READING PASSAGE —
****************************************
Abstract: Secure elements, such as smartcards or trusted platform modules (TPMs), must be protected against implementation-level attacks. Those include side-channel and fault injection attacks. We introduce ODSM, Orthogonal Direct Sum Masking, a new computation paradigm that achieves protection against those two kinds of attacks. A large vector space is structured as two supplementary orthogonal subspaces. One subspace (called a code $\mathcal{C}$) is used for the functional computation, while the second subspace carries random numbers. As the random numbers are entangled with the sensitive data, ODSM ensures a protection against (monovariate) side-channel attacks. The random numbers can be checked either occasionally, or globally, thereby ensuring a fine or coarse detection capability. The security level can be formally detailed: it is proved that monovariate side-channel attacks of order up to $d_\mathcal{C}-1$, where $d_\mathcal{C}$ is the minimal distance of $\mathcal{C}$, are impossible, and that any fault of Hamming weight strictly less than $d_\mathcal{C}$ is detected. A complete instantiation of ODSM is given for AES. In this case, all monovariate side-channel attacks of order strictly less than $5$ are impossible, and all fault injections perturbing strictly less than $5$ bits are detected.
****************************************
ENTRIES SHOWN —

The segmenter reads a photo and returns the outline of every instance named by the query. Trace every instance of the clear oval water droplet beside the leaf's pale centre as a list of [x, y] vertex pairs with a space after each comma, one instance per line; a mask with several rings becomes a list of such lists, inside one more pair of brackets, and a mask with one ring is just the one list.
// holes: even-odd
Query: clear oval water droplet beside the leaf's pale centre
****************************************
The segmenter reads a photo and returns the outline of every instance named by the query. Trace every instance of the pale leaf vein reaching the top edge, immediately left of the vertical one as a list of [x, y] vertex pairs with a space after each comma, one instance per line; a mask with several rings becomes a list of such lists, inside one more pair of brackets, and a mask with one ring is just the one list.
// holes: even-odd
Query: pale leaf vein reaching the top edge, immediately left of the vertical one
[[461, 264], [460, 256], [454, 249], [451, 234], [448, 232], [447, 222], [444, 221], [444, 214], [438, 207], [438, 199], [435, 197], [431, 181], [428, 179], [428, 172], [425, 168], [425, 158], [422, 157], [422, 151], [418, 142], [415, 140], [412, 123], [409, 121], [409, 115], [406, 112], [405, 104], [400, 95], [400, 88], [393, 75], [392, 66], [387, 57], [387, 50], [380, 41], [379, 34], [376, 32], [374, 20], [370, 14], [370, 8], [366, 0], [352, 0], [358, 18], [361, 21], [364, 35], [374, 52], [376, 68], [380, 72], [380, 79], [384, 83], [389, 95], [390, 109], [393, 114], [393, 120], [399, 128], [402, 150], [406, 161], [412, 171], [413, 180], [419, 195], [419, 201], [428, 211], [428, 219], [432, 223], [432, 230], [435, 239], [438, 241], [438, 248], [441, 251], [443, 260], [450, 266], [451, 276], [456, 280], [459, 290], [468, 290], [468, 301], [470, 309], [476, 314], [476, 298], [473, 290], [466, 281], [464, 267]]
****************************************
ASSIGNED TASK — In the abstract, when ODSM is set up for AES, fault injections that change fewer than how many bits are all detected?

RESULT FOR THIS EXERCISE — Fewer than 5 bits.